WORK TO DO:
A – Using the article about geologist David B. Williams, answer these questions:
(i) In what year was his book Stories in Stone: Travels Through Urban Geology published?
(ii) For which award was that book a nominee?
(iii) Which trail in Utah has he looked at in his career as a geology writer?
B – Reproduce the passage of the article about geologist David B. Williams that begins at the words "In his career" and stops after "itself many times.", substituting "articles" for "essays".
C – Pick up the article about geologist David B. Williams and building stone where it stops, and write what comes next.

TEXT SECTION:

Stories in Stone: Geologist Helps Us Discover History Hidden Around Us

What can the buildings around us say about local history? Geologist David B. Williams reveals secrets hidden in the stone all around us during a recent interview with Spark magazine.

When we walk into a modern building, we seldom think of the stone around us. Sometimes we barely think of it as stone at all. Geologist and author David B. Williams would like to change our way of seeing the materials of our everyday spaces.

“It’s something that we walk by every day, but to me, geology is part of our lives,” Williams says. “And building stone allows you to connect with that and realize that geologic stories and human stories are always intersecting.”

Williams carries out that mission as part of the Humanities Washington Speakers Bureau, carrying his eye for stone and structure to presentations statewide. His talk takes its title from his 2009 book Stories in Stone: Travels Through Urban Geology, a past nominee for the Washington Book Award. On the road, he refines its point to specific locales in Washington.

Stories in Stone

Stories in Stone, by David B. Williams

“The talk focuses on Seattle,” he says, “but wherever I go, I try to weave in what I can about the local building stone that’s used.”

In his career as a geology writer, Williams has looked at Utah’s White Rim Trail, the Southwest canyonlands and his own Seattle. He’s written numerous essays, and keeps readers up to date through his own blog. In observing how cities use stone, he’s seen the same cycle repeat itself many times.

Entries collected from a set:
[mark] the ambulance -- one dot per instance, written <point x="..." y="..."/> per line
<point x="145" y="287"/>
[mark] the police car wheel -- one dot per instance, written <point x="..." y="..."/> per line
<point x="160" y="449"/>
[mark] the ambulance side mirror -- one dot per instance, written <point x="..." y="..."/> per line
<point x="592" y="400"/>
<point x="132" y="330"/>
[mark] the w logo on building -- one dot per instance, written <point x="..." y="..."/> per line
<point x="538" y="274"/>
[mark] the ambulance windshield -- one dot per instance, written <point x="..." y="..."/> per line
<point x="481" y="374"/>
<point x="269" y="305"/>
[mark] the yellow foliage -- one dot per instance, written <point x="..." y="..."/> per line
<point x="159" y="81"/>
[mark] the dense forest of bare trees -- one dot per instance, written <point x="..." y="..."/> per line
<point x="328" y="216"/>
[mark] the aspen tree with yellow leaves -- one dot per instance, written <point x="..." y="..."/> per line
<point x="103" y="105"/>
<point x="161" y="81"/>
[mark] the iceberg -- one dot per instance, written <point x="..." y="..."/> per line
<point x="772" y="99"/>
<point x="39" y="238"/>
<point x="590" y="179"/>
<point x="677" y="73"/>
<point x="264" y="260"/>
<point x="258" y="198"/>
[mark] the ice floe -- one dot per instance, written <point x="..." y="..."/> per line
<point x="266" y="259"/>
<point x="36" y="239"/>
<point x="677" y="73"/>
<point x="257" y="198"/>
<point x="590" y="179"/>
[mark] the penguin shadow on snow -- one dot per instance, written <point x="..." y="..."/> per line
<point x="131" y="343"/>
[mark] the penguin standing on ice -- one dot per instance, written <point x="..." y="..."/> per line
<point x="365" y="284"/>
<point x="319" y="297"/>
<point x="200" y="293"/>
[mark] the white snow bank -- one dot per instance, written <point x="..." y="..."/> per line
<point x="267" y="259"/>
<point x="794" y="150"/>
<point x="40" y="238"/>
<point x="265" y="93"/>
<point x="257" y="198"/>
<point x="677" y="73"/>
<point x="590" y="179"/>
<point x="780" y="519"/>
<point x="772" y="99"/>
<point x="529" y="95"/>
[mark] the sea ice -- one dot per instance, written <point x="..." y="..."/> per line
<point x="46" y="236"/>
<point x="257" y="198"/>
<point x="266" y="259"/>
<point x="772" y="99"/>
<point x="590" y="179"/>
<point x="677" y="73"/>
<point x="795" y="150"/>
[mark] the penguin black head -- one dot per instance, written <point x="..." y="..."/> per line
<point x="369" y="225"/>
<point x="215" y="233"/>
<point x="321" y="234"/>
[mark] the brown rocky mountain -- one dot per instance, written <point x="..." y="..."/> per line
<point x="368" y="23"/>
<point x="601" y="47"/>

RESPONSES BY TASK:
A –
(i) 2009
(ii) The Washington Book Award
(iii) The White Rim Trail

B –
In his career as a geology writer, Williams has looked at Utah’s White Rim Trail, the Southwest canyonlands and his own Seattle. He’s written numerous articles, and keeps readers up to date through his own blog. In observing how cities use stone, he’s seen the same cycle repeat itself many times.

C –
“Most places initially start out using whatever’s locally available — then as the city becomes wealthier and/or fashion changes, they seek rock from all over the world,” he said. “Even though you might think, ‘Wow they’re shipping stone from India to Spokane, that seems a little ridiculous,’ they still do it. And every city does that — they all follow the same pattern.”

Williams next appears at a series of presentation June 21-22 in the Spokane area, and is available for future bookings.


What: Stories In Stone: Travels Through Urban Geology in Washington State, a Humanities Washington Speakers Bureau presentation by David B. Williams

• June 21, 2013: Spokane, Moran Prarie Library [Details]
• June 21, 2013: Cheney, Cheney Library [Details]
• June 22, 2013: Spokane, Argonne Library [Details]
• June 22, 2013: Spokane, North Spokane Library [Details]

Questions? Contact Zaki Abdelhamid at (206) 682-1770 x102 or

Humanities Washington: What’s the oldest or most significant architectural stone in Seattle?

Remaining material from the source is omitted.